== THE INPUT ==
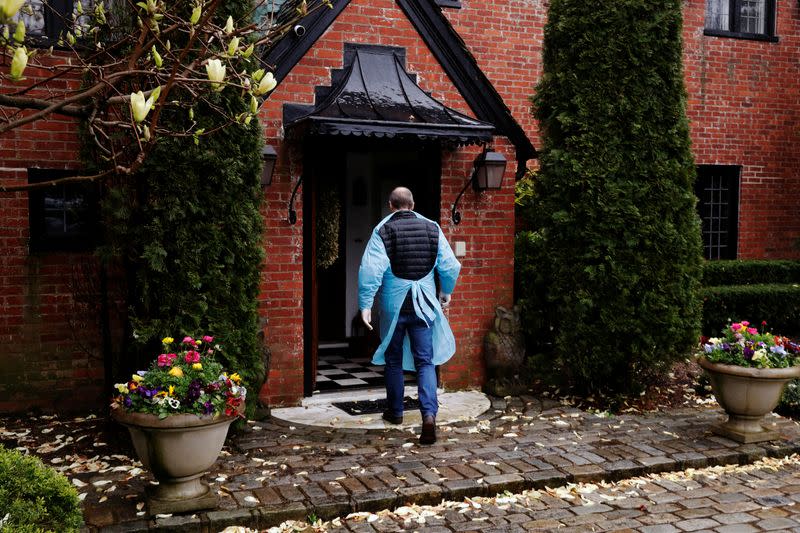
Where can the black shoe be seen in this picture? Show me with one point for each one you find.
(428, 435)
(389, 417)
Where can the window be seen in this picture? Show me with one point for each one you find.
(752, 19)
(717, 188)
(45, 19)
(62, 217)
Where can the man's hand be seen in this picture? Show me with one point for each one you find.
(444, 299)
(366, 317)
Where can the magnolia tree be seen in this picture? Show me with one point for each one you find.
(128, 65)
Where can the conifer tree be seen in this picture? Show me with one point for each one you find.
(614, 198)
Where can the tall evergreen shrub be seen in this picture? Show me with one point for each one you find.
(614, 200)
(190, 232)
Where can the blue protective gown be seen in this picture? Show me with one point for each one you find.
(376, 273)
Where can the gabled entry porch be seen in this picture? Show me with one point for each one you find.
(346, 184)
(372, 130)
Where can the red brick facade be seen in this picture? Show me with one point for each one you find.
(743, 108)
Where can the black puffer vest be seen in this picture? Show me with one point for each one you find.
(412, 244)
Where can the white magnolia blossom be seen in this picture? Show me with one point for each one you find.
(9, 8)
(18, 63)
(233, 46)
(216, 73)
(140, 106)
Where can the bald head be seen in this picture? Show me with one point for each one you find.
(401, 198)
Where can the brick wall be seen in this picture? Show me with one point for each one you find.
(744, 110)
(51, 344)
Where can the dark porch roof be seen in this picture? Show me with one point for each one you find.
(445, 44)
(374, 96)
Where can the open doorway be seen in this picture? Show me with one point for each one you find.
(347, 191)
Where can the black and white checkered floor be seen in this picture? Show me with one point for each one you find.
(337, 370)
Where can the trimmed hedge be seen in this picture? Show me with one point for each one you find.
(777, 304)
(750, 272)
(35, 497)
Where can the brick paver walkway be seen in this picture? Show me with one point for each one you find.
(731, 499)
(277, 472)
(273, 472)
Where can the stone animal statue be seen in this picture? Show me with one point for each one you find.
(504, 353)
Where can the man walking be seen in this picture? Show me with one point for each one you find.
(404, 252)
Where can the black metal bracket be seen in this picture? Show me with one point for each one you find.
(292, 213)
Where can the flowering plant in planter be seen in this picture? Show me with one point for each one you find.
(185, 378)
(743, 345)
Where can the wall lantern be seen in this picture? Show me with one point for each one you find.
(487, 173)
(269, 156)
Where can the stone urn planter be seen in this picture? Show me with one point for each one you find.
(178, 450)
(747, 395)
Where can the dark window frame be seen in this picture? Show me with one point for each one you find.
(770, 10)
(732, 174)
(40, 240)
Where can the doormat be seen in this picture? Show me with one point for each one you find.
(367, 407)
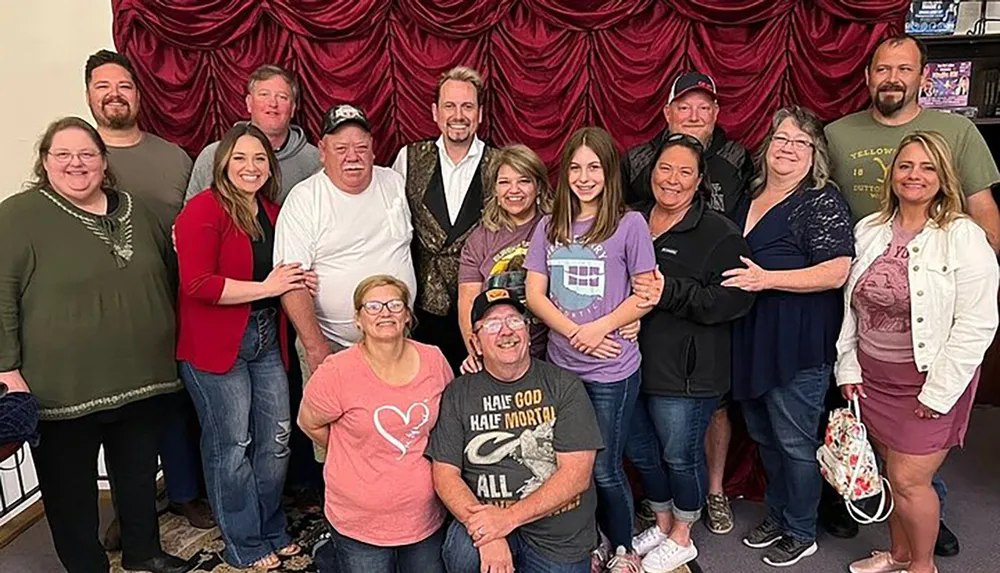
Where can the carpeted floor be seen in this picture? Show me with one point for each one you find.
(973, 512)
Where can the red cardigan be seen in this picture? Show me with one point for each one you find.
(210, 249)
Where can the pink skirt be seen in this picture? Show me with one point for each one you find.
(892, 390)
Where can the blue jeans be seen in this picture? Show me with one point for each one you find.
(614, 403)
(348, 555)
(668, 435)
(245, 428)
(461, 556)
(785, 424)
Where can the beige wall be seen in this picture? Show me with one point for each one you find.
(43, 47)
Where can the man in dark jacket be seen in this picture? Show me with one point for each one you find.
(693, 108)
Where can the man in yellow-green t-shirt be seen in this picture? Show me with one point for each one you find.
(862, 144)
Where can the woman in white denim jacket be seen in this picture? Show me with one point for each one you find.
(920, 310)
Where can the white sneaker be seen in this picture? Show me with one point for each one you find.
===
== THE INPUT ==
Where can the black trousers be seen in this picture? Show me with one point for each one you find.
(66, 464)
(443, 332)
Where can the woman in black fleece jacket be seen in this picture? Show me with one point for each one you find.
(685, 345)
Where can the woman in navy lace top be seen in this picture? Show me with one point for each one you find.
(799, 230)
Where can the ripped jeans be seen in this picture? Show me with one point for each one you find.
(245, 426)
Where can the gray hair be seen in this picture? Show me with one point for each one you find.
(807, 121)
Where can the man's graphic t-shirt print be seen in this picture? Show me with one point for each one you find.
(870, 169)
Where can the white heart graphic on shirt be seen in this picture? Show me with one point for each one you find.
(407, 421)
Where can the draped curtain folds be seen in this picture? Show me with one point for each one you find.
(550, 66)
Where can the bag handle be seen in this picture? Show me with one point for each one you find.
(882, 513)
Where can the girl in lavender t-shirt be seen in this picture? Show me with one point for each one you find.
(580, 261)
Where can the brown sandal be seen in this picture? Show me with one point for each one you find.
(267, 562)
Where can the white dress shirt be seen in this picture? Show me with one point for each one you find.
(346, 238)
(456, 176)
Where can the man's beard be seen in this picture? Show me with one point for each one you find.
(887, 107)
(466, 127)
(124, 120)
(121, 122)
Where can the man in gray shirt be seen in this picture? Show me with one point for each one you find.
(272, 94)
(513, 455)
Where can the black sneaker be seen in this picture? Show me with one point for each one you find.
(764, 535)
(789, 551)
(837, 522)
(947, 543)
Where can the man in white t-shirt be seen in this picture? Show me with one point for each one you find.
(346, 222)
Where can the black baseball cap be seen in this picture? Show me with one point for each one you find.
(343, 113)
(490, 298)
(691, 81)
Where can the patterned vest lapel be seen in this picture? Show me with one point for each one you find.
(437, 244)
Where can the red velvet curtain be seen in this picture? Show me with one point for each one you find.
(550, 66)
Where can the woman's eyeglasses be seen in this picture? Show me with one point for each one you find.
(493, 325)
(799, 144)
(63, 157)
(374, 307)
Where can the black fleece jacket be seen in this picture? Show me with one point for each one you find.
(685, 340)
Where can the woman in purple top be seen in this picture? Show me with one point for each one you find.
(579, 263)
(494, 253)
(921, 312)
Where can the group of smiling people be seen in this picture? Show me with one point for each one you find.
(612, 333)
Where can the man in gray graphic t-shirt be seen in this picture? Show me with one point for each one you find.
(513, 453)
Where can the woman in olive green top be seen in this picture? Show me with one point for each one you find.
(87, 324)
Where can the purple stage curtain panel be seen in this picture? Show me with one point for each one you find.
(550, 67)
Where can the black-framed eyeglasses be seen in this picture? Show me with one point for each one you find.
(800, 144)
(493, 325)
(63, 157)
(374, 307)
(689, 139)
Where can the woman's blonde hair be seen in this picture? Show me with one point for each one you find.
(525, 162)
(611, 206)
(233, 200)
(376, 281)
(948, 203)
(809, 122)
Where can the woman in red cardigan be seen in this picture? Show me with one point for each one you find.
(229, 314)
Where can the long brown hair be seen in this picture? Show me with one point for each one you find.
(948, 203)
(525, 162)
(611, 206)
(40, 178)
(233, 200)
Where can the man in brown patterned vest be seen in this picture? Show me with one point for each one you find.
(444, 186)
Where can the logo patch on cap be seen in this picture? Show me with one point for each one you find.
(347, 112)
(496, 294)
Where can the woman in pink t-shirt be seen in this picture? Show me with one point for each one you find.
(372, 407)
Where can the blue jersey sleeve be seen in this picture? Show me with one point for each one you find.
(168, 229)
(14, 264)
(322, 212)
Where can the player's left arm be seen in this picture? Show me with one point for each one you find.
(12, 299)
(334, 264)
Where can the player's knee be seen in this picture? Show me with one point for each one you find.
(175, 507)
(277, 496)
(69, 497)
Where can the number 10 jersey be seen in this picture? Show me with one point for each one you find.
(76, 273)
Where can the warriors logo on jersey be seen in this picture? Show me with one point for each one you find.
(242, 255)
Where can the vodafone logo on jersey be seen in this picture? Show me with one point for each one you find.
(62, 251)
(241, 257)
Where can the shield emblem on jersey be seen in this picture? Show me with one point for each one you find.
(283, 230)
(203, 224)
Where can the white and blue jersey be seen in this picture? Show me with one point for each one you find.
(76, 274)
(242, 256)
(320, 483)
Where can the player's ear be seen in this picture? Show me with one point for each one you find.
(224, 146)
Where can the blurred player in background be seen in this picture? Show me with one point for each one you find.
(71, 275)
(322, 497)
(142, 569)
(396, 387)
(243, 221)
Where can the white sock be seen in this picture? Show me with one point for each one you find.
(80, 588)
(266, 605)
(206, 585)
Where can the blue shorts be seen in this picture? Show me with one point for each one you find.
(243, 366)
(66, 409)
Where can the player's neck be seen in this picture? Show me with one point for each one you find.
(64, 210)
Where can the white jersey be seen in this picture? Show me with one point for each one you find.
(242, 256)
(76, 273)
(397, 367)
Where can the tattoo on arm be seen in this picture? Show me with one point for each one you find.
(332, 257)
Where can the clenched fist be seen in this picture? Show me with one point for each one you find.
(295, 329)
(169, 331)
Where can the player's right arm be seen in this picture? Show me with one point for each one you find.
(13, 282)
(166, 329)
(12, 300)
===
== THE INPUT ==
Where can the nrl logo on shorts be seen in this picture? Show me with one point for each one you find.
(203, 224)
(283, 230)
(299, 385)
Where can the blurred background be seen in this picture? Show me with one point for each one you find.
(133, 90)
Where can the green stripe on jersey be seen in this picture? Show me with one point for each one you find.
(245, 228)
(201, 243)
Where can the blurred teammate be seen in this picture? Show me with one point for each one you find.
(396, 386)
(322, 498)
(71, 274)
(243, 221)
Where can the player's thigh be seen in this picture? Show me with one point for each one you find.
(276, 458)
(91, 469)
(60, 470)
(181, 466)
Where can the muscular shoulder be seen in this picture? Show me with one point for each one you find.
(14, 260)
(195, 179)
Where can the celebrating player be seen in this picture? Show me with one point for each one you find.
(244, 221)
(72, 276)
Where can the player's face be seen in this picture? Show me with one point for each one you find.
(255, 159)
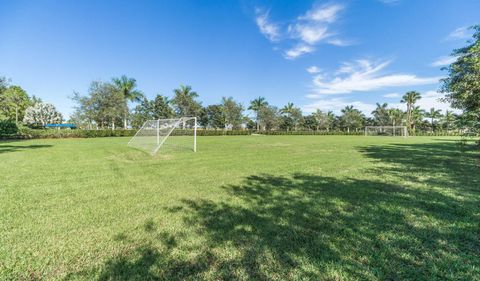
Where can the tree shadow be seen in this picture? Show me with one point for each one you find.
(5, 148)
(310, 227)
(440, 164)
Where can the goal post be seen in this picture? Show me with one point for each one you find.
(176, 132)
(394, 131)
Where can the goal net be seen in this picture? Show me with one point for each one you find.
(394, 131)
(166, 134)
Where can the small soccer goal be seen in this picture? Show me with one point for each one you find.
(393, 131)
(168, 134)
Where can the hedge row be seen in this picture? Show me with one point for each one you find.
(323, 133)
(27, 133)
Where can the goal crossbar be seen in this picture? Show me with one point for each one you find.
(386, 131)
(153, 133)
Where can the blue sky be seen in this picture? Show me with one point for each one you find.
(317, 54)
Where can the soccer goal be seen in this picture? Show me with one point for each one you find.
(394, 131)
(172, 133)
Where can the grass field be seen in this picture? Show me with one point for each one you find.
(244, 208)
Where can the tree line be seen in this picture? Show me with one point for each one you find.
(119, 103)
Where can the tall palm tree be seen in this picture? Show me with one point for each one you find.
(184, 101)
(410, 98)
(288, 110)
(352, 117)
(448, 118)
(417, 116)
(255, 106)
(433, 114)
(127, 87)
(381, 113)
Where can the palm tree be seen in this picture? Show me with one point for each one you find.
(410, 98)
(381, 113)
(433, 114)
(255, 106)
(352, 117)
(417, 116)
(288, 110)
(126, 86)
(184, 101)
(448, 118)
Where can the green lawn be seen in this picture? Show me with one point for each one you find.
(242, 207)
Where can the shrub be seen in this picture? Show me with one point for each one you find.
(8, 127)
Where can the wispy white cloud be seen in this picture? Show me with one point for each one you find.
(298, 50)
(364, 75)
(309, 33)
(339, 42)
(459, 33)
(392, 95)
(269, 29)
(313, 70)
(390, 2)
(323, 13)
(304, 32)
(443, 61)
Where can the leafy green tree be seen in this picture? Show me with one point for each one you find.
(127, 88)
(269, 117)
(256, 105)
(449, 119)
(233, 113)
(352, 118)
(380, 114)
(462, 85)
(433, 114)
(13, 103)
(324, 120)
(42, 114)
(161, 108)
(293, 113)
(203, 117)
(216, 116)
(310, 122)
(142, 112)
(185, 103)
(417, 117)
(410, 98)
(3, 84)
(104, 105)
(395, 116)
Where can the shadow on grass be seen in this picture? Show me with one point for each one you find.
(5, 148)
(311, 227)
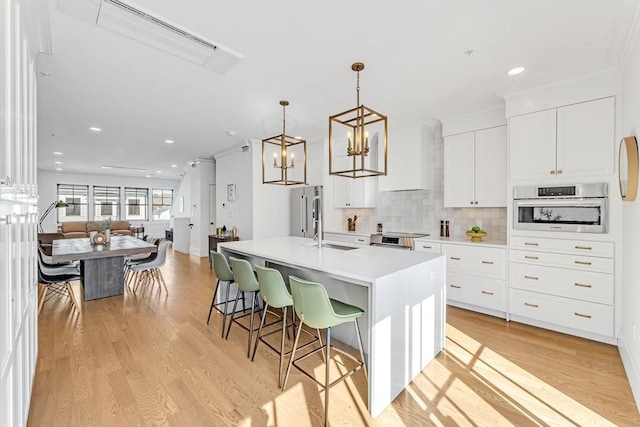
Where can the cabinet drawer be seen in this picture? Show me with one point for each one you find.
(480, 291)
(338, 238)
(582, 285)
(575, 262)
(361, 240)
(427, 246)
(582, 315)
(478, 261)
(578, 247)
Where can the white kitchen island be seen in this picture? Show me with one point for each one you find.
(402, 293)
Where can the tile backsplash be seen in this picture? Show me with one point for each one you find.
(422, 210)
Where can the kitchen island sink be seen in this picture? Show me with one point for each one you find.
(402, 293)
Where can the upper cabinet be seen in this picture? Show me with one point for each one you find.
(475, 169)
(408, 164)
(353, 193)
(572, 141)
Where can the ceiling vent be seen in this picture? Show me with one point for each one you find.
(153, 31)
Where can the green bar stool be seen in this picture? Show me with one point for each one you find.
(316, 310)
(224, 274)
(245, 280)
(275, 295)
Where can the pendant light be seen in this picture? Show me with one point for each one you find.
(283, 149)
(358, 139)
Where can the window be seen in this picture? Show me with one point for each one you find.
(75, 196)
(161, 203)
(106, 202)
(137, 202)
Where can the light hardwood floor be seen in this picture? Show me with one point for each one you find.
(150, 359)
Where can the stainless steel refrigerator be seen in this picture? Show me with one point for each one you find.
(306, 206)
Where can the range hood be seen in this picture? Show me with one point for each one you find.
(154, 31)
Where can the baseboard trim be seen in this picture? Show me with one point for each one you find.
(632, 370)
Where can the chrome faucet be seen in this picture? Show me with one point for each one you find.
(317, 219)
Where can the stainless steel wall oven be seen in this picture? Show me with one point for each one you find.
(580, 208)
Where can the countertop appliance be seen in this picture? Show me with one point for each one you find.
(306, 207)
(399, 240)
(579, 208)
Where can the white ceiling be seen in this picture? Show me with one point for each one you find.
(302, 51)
===
◆ **PROBLEM DESCRIPTION**
Please set out the lines of the material above as a numbered list, leaving out any blank lines. Begin at the line that contains "Where can the woman in white" and stop after the line that contains "Where can the white sneaker".

◆ **OUTPUT FOR THIS TASK**
1. Where can the woman in white denim jacket be seen in this picture? Show me with one point for each one you find.
2. (920, 310)
3. Where can the white sneaker be seen in this picture? Show me with one point for each one you find.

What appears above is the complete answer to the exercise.